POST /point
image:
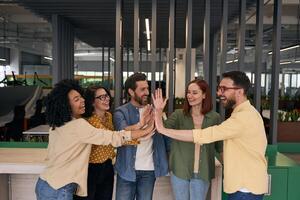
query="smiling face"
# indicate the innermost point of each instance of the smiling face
(140, 95)
(229, 94)
(194, 95)
(77, 104)
(102, 100)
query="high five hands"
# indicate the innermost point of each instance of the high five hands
(159, 104)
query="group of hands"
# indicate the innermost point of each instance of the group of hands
(151, 118)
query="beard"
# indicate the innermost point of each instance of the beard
(229, 104)
(140, 100)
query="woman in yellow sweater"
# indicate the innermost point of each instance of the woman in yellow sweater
(70, 142)
(100, 172)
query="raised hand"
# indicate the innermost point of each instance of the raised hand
(158, 101)
(149, 135)
(149, 130)
(146, 115)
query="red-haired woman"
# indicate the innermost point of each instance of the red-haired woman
(192, 167)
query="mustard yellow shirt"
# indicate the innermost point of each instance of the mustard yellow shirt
(244, 149)
(101, 153)
(69, 150)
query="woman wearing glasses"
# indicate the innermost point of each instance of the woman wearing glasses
(193, 166)
(100, 172)
(70, 142)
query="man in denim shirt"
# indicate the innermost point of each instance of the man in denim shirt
(138, 165)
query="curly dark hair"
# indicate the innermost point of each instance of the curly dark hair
(89, 97)
(58, 109)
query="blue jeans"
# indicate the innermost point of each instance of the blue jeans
(44, 191)
(192, 189)
(244, 196)
(141, 189)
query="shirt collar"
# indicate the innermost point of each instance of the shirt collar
(242, 106)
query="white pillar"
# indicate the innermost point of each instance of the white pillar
(15, 60)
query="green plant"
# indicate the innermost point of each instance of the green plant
(292, 116)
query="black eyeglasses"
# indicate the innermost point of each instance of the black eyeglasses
(103, 97)
(222, 89)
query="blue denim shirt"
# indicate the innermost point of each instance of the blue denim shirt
(127, 115)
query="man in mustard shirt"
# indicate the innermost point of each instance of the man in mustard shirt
(243, 133)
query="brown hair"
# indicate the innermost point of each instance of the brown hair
(207, 102)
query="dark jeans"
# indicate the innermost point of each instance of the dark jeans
(244, 196)
(44, 191)
(100, 181)
(141, 189)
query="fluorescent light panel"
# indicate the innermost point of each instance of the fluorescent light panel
(286, 62)
(232, 61)
(147, 28)
(286, 49)
(85, 54)
(47, 58)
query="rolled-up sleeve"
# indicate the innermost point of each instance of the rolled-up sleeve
(119, 120)
(88, 134)
(230, 128)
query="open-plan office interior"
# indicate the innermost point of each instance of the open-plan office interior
(172, 42)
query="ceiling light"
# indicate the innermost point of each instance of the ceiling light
(286, 49)
(148, 45)
(47, 58)
(232, 61)
(148, 34)
(85, 54)
(147, 28)
(286, 62)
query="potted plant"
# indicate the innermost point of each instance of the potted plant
(288, 129)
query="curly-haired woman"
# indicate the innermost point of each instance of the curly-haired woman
(70, 142)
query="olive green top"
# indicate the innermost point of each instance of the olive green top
(181, 158)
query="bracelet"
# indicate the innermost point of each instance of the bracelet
(139, 124)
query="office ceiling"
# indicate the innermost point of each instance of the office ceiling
(94, 20)
(24, 24)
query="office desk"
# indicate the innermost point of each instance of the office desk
(19, 170)
(40, 132)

┄┄┄┄┄┄┄┄┄┄

## [Exercise prompt]
Reproduce each line word for word and drop the pictures.

## [Output of the task]
POST /point
image:
query="smiling face"
# indicate the innermost point of each instance of the smiling face
(140, 95)
(229, 94)
(194, 95)
(77, 104)
(102, 100)
query="high five hands"
# indicate the innermost point of each instance of the high five hands
(159, 104)
query="group of hands"
# indicate the innermost point of each instance of the group of hands
(151, 118)
query="beard"
# indicate the innermost point of each instance of the beard
(229, 104)
(140, 100)
query="woman in yellow sweater"
# indicate the innermost point of each instance of the woman in yellow sweater
(70, 142)
(100, 172)
query="raised hand"
# indicate the innermost point of each instance of the raised hand
(158, 101)
(149, 135)
(149, 130)
(146, 115)
query="red-haired woman"
# indicate the innermost point of each instance of the red-haired woman
(192, 167)
query="mustard yellow shirt"
# indicate the innermost point of each instance of the mustard yellow shirt
(244, 149)
(101, 153)
(69, 150)
query="woman wearing glasses"
# indicate the innermost point of each instance of the woman wearing glasses
(193, 166)
(100, 172)
(70, 142)
query="man in denim shirt"
# indicate the innermost point of each instance of the man in denim shirt
(138, 165)
query="curly dark hair"
# indicate the innermost point of each instance of the curly dark hair
(89, 97)
(58, 109)
query="blue jeans"
# indicate the innermost point of each instance of the blue jeans
(44, 191)
(192, 189)
(244, 196)
(141, 189)
query="shirt collar"
# indicate the innermost point of each instance of the shirt collar
(242, 106)
query="white pillar"
# indicate the innermost point of each instance of the white pillar
(15, 60)
query="green plant"
# indicate the innermost point of each instance of the green plant
(292, 116)
query="black eyeglasses"
# indicate the innermost point of each instance of the black eyeglasses
(103, 97)
(222, 89)
query="blue denim shirt"
# indicate the innermost point of each instance of the blue denim shirt
(127, 115)
query="man in mustard shirt"
# indicate the innermost point of each instance of the man in mustard shirt
(243, 133)
query="brown hair"
# indicate the innermost point of each instance of the brown hair
(207, 102)
query="dark jeans"
# indicate the innermost point of each instance of the dark jeans
(244, 196)
(44, 191)
(100, 181)
(141, 189)
query="fluorescent light panel"
# indicate the innermost point of each instance of the fluorescent light panel
(286, 62)
(232, 61)
(147, 28)
(286, 49)
(85, 54)
(47, 58)
query="rolled-up sleeve"
# indicate the innermost point of each instance of the rolled-up sleeve
(119, 120)
(88, 134)
(230, 128)
query="open-plan office interior"
# indicate the innermost point of each instance of the open-plan office interior
(172, 42)
query="ceiling light"
# indicate the innermost point of each instance of the ceiling light
(286, 49)
(148, 45)
(47, 58)
(232, 61)
(148, 34)
(85, 54)
(147, 28)
(286, 62)
query="potted plant"
# indicate the innermost point of each instance of the potted plant
(288, 129)
query="curly-haired woman"
# indicate the innermost point of each instance of the curly-haired woman
(70, 142)
query="olive green top"
# indicate the innermost point of each instance of the olive green top
(181, 158)
query="bracelet"
# indicate the innermost point of each instance of the bracelet
(139, 124)
query="office ceiling"
# indicate the innermost point of each instance of the office ceiling
(94, 20)
(24, 24)
query="office desk"
# indicate the innermost point of each instance of the office desk
(19, 170)
(40, 132)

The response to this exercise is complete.